Kritik an Corona-MassnahmenWirtschaftspolitiker proben Aufstand gegen Covid-Taskforce
Der Bundesrat soll das Mandat der Forscher auflösen: Diese Forderung erhielt in der Wirtschaftskommission eine Mehrheit. Zunächst.
Der Ärger der bürgerlichen Wirtschaftspolitiker über die Wissenschafts-Taskforce ist gross: Zu alarmistisch und zu einseitig auf die epidemiologische Lage fixiert sei diese, kritisieren sie. Am Dienstag hätte das um ein Haar in einem Aufstand der Wirtschaftskommission des Nationalrats gemündet.
Der Bundesrat solle das Mandat der Taskforce auflösen, verlangte die SVP. Vergeblich beteuerte Bundesrat Alain Berset, die Taskforce sei vollständig unabhängig und nicht mit seinem Bundesamt für Gesundheit verbandelt. Eine Mehrheit der Kommission stimmte für den Antrag – ausgerechnet, weil zwei Linke bei der Abstimmung nicht im Sitzungszimmer waren. SP-Nationalrätin Jacqueline Badran forderte umgehend eine Wiederholung, holte die Verstärkung herein, die Mehrheit kippte – der Aufstand war abgesagt. (Lesen Sie auch: Die Vorwürfe gegen die Taskforce im Check.)

• **VORLIEGENDE DATENSÄTZE**
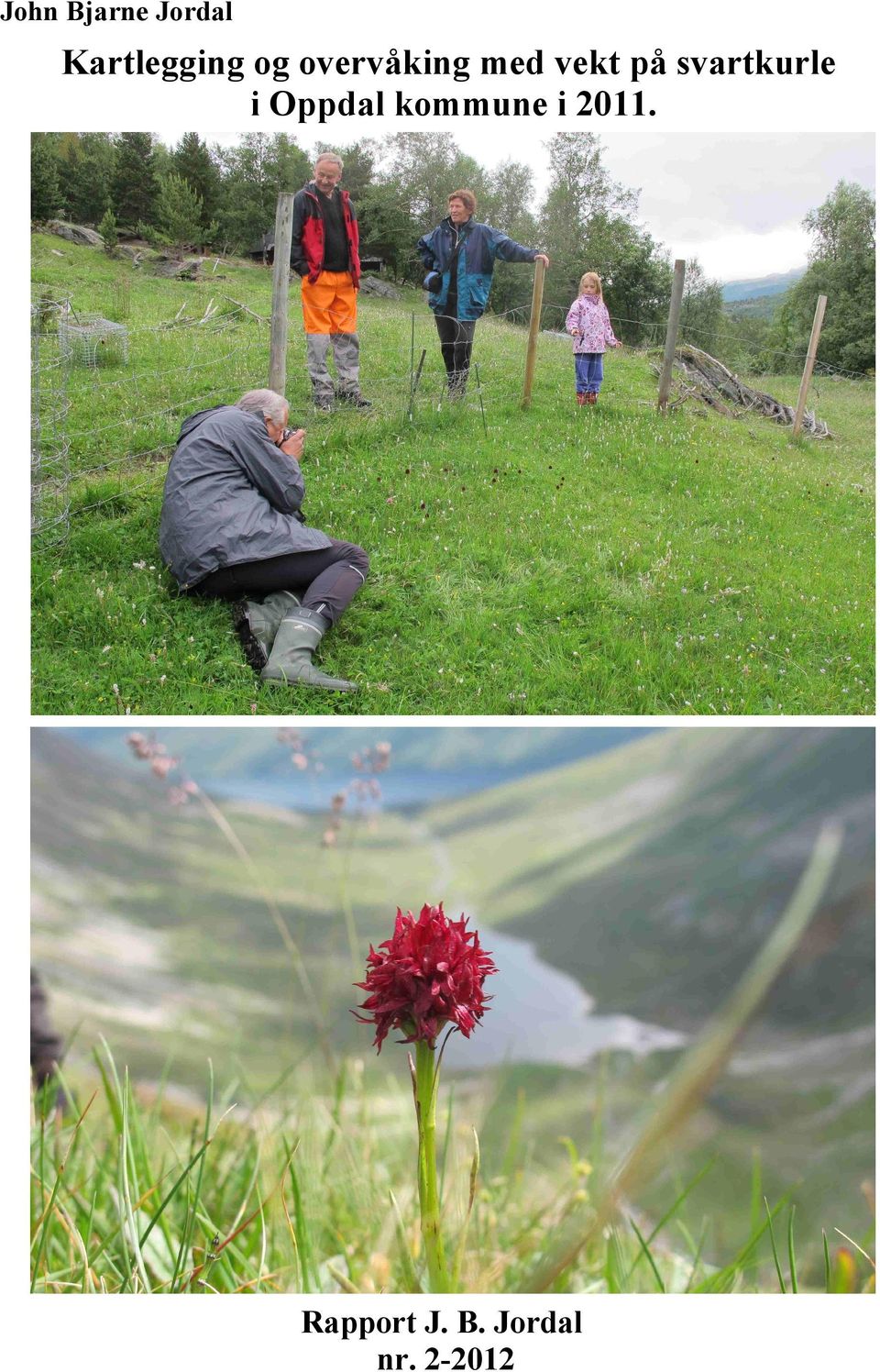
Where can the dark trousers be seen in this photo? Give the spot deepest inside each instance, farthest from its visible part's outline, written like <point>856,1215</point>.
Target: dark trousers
<point>332,578</point>
<point>456,340</point>
<point>588,372</point>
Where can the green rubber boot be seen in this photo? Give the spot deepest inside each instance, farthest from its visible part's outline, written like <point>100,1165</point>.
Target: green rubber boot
<point>299,634</point>
<point>257,625</point>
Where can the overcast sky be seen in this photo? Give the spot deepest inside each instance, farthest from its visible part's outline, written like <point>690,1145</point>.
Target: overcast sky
<point>732,201</point>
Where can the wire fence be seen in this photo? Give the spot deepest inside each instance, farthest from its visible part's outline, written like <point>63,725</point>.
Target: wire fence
<point>104,419</point>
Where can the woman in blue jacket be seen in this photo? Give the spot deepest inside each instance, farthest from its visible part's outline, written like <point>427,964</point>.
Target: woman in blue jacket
<point>459,256</point>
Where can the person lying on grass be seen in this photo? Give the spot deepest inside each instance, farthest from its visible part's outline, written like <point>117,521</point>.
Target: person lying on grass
<point>232,527</point>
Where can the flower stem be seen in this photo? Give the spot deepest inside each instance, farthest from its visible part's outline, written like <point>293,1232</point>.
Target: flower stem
<point>428,1192</point>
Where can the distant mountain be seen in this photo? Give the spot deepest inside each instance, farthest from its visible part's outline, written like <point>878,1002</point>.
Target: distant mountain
<point>426,763</point>
<point>755,287</point>
<point>647,874</point>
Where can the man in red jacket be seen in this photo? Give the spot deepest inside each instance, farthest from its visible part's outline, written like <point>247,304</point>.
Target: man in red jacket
<point>325,254</point>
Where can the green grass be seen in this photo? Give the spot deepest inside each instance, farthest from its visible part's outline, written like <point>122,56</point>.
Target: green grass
<point>572,561</point>
<point>307,1189</point>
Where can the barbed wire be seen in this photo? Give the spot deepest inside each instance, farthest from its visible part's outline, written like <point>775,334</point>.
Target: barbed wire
<point>60,475</point>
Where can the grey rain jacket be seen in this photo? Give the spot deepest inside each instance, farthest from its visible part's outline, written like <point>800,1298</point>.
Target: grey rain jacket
<point>230,497</point>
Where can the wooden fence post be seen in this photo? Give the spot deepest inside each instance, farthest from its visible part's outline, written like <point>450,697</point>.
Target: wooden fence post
<point>280,293</point>
<point>672,331</point>
<point>810,362</point>
<point>531,351</point>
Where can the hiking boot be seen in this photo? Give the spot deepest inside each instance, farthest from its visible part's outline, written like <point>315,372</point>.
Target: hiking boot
<point>257,625</point>
<point>354,398</point>
<point>290,661</point>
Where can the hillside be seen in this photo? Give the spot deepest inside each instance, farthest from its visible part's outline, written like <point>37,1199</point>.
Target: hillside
<point>633,885</point>
<point>554,563</point>
<point>752,290</point>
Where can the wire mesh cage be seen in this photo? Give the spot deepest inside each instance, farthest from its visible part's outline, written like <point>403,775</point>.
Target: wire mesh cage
<point>91,340</point>
<point>50,445</point>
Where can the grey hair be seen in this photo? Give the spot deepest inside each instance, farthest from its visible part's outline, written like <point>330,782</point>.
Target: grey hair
<point>268,404</point>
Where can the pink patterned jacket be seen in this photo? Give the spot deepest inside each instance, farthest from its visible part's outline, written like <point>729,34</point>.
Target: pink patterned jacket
<point>589,317</point>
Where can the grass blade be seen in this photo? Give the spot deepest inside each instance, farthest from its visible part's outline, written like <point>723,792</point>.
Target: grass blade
<point>649,1256</point>
<point>827,1263</point>
<point>779,1271</point>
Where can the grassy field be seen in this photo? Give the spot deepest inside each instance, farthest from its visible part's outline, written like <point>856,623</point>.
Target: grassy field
<point>151,935</point>
<point>304,1189</point>
<point>565,561</point>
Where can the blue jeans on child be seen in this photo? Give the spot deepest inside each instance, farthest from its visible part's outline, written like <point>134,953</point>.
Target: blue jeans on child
<point>588,372</point>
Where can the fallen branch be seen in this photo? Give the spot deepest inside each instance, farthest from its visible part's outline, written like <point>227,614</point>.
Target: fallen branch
<point>263,318</point>
<point>708,379</point>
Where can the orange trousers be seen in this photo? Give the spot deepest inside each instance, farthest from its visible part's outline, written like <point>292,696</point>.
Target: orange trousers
<point>331,304</point>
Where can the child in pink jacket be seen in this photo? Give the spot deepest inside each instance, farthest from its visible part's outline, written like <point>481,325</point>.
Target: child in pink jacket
<point>589,326</point>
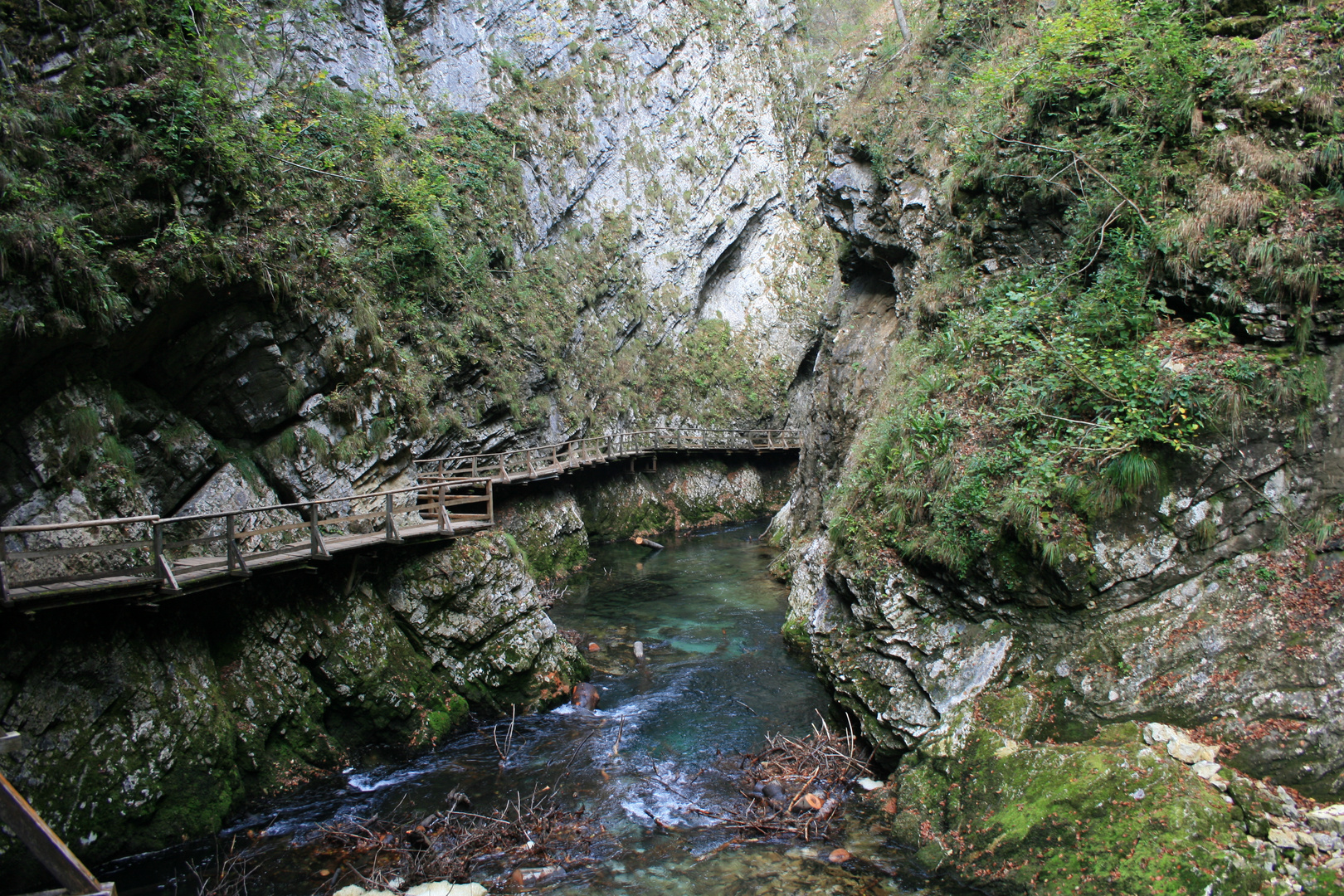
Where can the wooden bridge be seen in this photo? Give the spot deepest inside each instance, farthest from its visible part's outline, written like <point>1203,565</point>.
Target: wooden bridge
<point>151,558</point>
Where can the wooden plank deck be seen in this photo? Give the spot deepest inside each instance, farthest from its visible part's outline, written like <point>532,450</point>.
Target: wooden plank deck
<point>442,485</point>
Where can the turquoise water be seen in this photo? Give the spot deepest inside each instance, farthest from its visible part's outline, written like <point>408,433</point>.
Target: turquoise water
<point>715,680</point>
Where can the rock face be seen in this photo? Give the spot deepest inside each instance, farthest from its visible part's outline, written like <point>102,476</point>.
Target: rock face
<point>679,121</point>
<point>1148,620</point>
<point>167,722</point>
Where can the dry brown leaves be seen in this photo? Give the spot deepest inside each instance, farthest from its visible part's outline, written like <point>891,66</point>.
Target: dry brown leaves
<point>796,786</point>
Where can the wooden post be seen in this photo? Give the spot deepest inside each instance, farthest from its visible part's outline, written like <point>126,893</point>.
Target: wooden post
<point>236,558</point>
<point>46,846</point>
<point>318,548</point>
<point>4,579</point>
<point>392,535</point>
<point>901,21</point>
<point>446,523</point>
<point>162,564</point>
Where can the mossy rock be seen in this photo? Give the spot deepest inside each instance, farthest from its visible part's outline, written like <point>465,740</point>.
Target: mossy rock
<point>442,722</point>
<point>1109,816</point>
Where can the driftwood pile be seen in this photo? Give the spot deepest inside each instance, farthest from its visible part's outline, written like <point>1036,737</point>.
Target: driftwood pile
<point>795,786</point>
<point>524,844</point>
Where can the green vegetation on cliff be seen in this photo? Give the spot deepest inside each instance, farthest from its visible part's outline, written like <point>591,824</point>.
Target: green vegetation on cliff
<point>1196,201</point>
<point>1107,816</point>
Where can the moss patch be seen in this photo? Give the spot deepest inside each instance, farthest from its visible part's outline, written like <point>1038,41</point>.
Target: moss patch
<point>1108,816</point>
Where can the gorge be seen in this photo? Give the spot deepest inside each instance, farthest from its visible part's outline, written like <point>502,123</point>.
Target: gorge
<point>1050,293</point>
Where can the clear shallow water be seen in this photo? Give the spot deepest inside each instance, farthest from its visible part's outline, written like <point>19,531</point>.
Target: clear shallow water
<point>717,679</point>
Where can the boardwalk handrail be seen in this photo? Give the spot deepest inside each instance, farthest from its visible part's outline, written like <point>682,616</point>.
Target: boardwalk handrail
<point>144,555</point>
<point>156,564</point>
<point>530,462</point>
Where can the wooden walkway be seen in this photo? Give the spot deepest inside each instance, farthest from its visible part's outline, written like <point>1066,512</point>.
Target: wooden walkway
<point>152,558</point>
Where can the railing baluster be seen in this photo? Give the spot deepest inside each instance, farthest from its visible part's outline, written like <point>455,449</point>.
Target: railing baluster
<point>318,548</point>
<point>392,535</point>
<point>162,564</point>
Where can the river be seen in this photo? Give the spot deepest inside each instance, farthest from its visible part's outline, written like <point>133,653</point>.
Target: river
<point>717,679</point>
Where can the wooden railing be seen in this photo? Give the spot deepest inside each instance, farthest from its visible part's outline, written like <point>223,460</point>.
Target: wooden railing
<point>56,561</point>
<point>548,460</point>
<point>168,551</point>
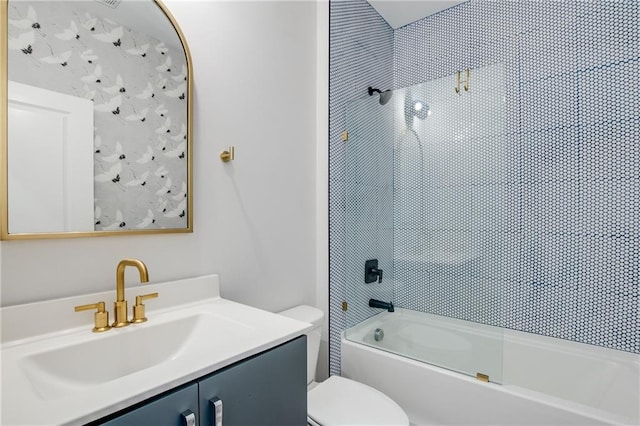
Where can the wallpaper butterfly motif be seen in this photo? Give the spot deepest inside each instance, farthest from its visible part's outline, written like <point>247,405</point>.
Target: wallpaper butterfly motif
<point>139,89</point>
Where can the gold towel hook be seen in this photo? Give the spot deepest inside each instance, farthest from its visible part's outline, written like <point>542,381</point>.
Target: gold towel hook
<point>466,83</point>
<point>228,155</point>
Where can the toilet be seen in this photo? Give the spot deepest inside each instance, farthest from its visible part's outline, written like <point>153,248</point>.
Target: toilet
<point>338,400</point>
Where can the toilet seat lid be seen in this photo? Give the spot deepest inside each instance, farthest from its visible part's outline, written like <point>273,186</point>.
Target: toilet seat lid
<point>341,401</point>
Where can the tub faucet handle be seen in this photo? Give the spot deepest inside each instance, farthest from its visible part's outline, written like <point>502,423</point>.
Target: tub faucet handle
<point>371,271</point>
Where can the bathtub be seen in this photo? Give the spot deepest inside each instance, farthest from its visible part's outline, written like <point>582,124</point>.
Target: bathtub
<point>540,380</point>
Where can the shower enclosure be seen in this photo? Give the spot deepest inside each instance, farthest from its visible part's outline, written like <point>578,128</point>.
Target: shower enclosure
<point>429,195</point>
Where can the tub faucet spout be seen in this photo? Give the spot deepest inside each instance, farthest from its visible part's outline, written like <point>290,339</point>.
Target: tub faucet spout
<point>373,303</point>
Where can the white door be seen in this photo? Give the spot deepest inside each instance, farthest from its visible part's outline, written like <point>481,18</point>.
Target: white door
<point>50,156</point>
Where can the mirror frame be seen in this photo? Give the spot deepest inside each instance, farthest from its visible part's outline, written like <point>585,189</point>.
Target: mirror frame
<point>4,193</point>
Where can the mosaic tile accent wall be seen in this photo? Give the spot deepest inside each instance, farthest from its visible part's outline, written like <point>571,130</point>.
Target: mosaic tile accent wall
<point>361,55</point>
<point>567,261</point>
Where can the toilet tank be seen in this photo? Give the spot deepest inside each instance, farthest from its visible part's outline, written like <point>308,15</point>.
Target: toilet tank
<point>314,316</point>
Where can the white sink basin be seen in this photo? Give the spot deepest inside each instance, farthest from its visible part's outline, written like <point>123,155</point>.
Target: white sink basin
<point>56,371</point>
<point>119,352</point>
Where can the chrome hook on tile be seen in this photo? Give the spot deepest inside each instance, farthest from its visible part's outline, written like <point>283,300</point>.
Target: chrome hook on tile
<point>228,155</point>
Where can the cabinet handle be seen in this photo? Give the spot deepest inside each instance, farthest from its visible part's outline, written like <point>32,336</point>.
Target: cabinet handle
<point>216,406</point>
<point>188,418</point>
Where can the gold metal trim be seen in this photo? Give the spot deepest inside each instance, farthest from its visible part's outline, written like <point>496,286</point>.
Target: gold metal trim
<point>4,83</point>
<point>229,155</point>
<point>4,193</point>
<point>482,377</point>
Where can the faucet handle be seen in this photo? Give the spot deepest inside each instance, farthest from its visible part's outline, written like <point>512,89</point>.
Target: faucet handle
<point>138,309</point>
<point>101,317</point>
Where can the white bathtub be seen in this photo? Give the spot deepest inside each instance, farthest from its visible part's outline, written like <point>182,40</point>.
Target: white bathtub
<point>545,381</point>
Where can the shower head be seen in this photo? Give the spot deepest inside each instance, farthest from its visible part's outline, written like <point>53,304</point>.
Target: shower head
<point>384,96</point>
<point>415,108</point>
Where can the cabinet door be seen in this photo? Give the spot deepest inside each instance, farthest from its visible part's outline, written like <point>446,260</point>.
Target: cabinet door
<point>268,389</point>
<point>168,410</point>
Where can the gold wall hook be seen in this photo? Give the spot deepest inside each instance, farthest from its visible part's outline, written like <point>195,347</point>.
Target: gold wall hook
<point>466,81</point>
<point>227,156</point>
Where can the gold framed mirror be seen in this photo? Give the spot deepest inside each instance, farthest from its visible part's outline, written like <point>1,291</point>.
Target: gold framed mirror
<point>97,121</point>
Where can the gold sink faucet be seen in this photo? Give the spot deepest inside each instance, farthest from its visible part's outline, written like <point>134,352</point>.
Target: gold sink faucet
<point>120,305</point>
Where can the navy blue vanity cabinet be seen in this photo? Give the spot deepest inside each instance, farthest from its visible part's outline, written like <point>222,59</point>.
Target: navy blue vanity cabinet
<point>174,408</point>
<point>268,389</point>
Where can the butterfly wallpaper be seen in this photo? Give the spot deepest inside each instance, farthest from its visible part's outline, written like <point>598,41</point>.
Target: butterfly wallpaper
<point>138,85</point>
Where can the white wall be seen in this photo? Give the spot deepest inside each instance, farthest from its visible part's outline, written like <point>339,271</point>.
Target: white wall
<point>254,218</point>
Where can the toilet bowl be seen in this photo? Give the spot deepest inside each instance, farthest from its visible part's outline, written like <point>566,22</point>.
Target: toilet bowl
<point>338,400</point>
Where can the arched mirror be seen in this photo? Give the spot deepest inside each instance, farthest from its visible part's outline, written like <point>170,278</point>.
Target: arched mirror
<point>97,130</point>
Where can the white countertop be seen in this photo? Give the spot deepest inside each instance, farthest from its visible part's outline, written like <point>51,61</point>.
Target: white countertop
<point>37,327</point>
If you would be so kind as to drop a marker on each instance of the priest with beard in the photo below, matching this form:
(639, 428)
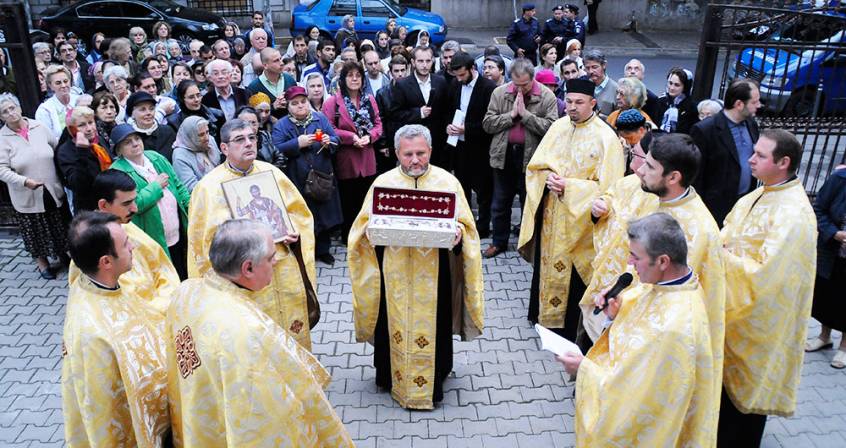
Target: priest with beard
(409, 301)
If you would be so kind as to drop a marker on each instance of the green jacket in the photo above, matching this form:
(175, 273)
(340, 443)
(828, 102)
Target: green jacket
(148, 217)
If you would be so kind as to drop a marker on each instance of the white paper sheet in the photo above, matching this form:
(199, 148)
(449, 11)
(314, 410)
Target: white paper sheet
(457, 120)
(554, 343)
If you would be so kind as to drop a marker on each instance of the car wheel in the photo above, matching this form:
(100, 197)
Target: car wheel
(801, 103)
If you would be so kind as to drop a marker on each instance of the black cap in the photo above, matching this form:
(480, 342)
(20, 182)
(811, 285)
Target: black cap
(579, 85)
(136, 99)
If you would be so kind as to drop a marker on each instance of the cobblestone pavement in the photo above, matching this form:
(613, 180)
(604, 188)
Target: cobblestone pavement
(504, 391)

• **IHRE AUFGABE**
Aktualisieren Sie im Artikel über die Kritik an der Covid-Taskforce den Abschnitt von „Der Ärger der“ bis „Taskforce im Check.)“, indem Sie „Dienstag“ durch „Mittwoch“ ersetzen.

• **LÖSUNG DER AUFGABE**
Der Ärger der bürgerlichen Wirtschaftspolitiker über die Wissenschafts-Taskforce ist gross: Zu alarmistisch und zu einseitig auf die epidemiologische Lage fixiert sei diese, kritisieren sie. Am Mittwoch hätte das um ein Haar in einem Aufstand der Wirtschaftskommission des Nationalrats gemündet.
Der Bundesrat solle das Mandat der Taskforce auflösen, verlangte die SVP. Vergeblich beteuerte Bundesrat Alain Berset, die Taskforce sei vollständig unabhängig und nicht mit seinem Bundesamt für Gesundheit verbandelt. Eine Mehrheit der Kommission stimmte für den Antrag – ausgerechnet, weil zwei Linke bei der Abstimmung nicht im Sitzungszimmer waren. SP-Nationalrätin Jacqueline Badran forderte umgehend eine Wiederholung, holte die Verstärkung herein, die Mehrheit kippte – der Aufstand war abgesagt. (Lesen Sie auch: Die Vorwürfe gegen die Taskforce im Check.)